Instruction: Please reproduce the records below line for line, leaving out the pictures.

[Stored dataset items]
* * *

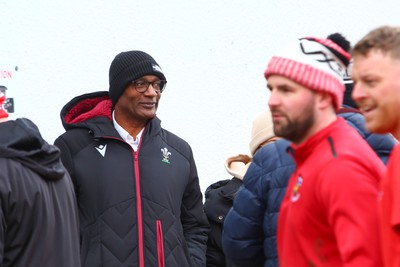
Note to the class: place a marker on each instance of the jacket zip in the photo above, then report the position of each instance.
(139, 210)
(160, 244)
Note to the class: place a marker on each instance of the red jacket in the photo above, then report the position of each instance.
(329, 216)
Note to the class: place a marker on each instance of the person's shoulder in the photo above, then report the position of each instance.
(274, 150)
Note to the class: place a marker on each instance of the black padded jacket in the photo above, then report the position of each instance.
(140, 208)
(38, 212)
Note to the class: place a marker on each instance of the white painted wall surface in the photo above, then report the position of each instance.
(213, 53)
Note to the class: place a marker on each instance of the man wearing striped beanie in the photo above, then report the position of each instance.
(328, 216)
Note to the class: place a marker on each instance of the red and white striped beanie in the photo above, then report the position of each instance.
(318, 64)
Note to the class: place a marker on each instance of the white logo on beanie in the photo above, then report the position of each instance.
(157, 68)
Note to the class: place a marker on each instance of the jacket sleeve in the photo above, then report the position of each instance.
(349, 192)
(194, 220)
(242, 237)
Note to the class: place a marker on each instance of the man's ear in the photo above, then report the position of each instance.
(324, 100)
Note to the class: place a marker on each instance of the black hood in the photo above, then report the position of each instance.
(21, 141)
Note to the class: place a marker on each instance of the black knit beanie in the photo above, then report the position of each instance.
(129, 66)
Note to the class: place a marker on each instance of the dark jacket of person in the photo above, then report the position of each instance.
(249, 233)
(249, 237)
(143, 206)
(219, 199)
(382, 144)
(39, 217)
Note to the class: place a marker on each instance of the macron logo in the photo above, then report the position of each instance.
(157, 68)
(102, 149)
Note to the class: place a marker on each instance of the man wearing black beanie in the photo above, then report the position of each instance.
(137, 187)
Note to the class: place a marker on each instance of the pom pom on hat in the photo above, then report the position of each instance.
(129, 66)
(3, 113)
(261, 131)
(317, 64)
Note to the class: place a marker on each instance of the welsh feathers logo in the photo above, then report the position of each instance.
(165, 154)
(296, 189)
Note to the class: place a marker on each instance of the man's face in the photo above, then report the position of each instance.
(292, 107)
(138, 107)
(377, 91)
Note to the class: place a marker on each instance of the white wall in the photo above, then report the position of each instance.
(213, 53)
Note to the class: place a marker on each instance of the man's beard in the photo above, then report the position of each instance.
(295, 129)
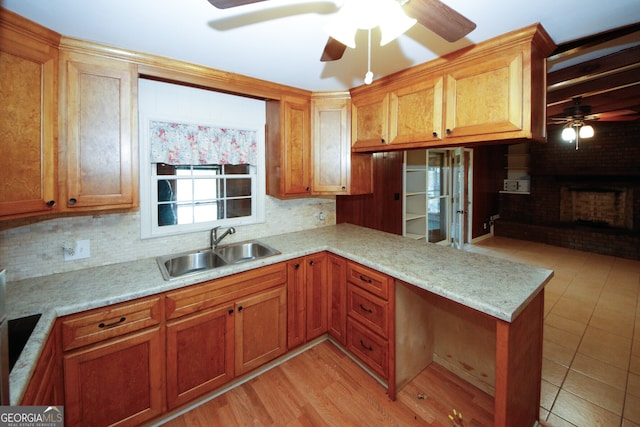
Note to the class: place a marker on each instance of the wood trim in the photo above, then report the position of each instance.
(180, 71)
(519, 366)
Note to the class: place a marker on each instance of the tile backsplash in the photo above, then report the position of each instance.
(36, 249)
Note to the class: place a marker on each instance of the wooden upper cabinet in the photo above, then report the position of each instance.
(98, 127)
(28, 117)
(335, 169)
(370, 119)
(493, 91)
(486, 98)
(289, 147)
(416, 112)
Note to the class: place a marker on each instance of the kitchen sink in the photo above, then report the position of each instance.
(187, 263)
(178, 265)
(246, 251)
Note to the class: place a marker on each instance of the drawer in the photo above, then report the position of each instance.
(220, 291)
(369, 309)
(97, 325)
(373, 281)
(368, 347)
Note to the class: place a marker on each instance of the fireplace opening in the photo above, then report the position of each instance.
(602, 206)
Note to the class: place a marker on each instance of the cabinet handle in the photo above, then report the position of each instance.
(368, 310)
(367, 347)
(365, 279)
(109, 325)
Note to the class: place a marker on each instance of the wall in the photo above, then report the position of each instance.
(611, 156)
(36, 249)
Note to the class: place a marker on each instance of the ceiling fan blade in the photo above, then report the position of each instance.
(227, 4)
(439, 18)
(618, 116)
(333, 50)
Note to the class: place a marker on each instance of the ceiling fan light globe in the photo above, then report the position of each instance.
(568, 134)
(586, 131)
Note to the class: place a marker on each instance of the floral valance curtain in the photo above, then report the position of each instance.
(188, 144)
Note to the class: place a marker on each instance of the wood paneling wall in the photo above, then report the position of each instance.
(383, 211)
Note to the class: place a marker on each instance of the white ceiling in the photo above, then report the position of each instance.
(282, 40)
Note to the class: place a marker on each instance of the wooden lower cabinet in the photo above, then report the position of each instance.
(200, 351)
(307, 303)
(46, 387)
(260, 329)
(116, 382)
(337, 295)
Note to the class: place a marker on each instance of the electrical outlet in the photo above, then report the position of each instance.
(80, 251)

* * *

Output for this exercise:
Note to the class: place a marker on each instance of the jacket zip in the photo above, then report the position of each instance.
(139, 210)
(160, 244)
Note to the class: place a marker on each instance of the red jacket in the photo above, then report the position of each instance.
(329, 216)
Note to the class: place a marker on each instance of the person's shoulder in the photo above, then report the position of each instance.
(274, 150)
Note to the class: place a marker on each instance of the black padded jacket in the photo above, then report the position of each instance.
(140, 208)
(38, 212)
Note to the class: place a marker on each instance of the white painted wall surface in the photo above, then report the position of each instance.
(213, 53)
Note to the class: place a marker on each instance of the man wearing striped beanie in the photo above, then report the position of each instance.
(328, 216)
Note to the class: place a marker on each instance of the red and white striped beanie in the photo above, then report the position of each instance.
(318, 64)
Note to the class: place a marker on each instance of the white logo on beanie in the photo above, then report the position of each instance.
(157, 68)
Note to the class: place a marker on each instance of the jacket sleeve in the photo above, then report the position of each instance.
(349, 192)
(194, 220)
(242, 237)
Note to the class: place a marker on each instance of the man's ear in the photo above, then report the position of each instance.
(324, 100)
Note to the class: place a marker on each instance of the black hood in the photo above, then report the position of each instance.
(21, 141)
Note to the class: place a marker on each instance of the black knit beanie in the photo above, then report the position of each instance.
(129, 66)
Note to the class: place a marker on each instance of the dark jacket of person in the photo above, then report the position of each instance.
(249, 233)
(249, 237)
(143, 206)
(219, 199)
(382, 144)
(39, 217)
Note to the class: place a marker on each instance of the macron logo in the photo above, then report the position of each instance.
(157, 68)
(102, 149)
Note to the class: place a marker on each instance of the man wearing black beanie in the photo above, then report the position of each instance.
(137, 187)
Note to the class: place a marker on each instance of the pom pom on hat in the photo above, then report the position of each instance.
(129, 66)
(3, 113)
(261, 131)
(317, 64)
Note to the class: place a marker on each instance of the welsh feathers logo in the photo above, then report the position of each instance.
(165, 154)
(296, 189)
Note to the class: place a marker on each instance of the man's face in the photo above, then report the position of each instance.
(292, 107)
(138, 107)
(377, 91)
Note to the class: place a marker on each instance of the white wall in the photo above, then report the position of each instance.
(213, 53)
Note to the class: place a marker on each instance of the man's beard in the photo above, then report the position of each instance.
(295, 129)
Note to the class: place a marker on each instance of the wood trim in the photo above, then report the position of each instance.
(180, 71)
(519, 366)
Note to the class: place a marker on each instance of the tile backsplash in the photo above, then report the position of each instance.
(36, 249)
Note to the class: place a marker on each instance of the wooden upper cabinet in the photo above, then report the position of each instance.
(98, 127)
(28, 117)
(335, 169)
(370, 119)
(493, 91)
(486, 98)
(289, 147)
(416, 112)
Note to the class: place a marker on each instance of the kitchen sink in the photo above, then report the position of each instance.
(187, 263)
(178, 265)
(246, 251)
Note to the class: place a marker on each instance of the drawer in the photo above, then report the position of each instance.
(220, 291)
(369, 309)
(97, 325)
(373, 281)
(368, 347)
Note to the class: place a marker on each instance of the fireplace opening in the photo above, then report the position of each instance.
(602, 206)
Note to the class: place a marker on each instance of the cabinet handle in the photo above, then report the position of each instance.
(368, 310)
(367, 347)
(365, 279)
(109, 325)
Note to the class: place a marker on each instance of the wall in the photo above, then report the position of each instance.
(611, 156)
(36, 249)
Note to the class: place a marker on each instance of the ceiling fan blade in the photo above, then report the position of each instance.
(227, 4)
(439, 18)
(618, 116)
(333, 50)
Note to the class: place a marker on each instance of the ceiling fan light globe in the photo above, then report the position of each instance.
(568, 134)
(586, 131)
Note to the class: place a marker on each instance of the floral valance curtain in the photo above, then report the position of each instance.
(188, 144)
Note to the class: place a marker on each instance of the wood paneling wall in the photo above, then report the position of each instance.
(383, 211)
Note to the class: place a marker on each instance of the white ceiling in the photo above, then report the position of each instance.
(282, 40)
Note to the class: place a marker on each instance of the wooden lower cabinet in the photo above, then report the position of each instance.
(200, 351)
(307, 303)
(46, 387)
(260, 329)
(116, 382)
(337, 295)
Note to the class: place a marker on each instance of the electrical outlet in the photo above, then report the position of each instance.
(80, 251)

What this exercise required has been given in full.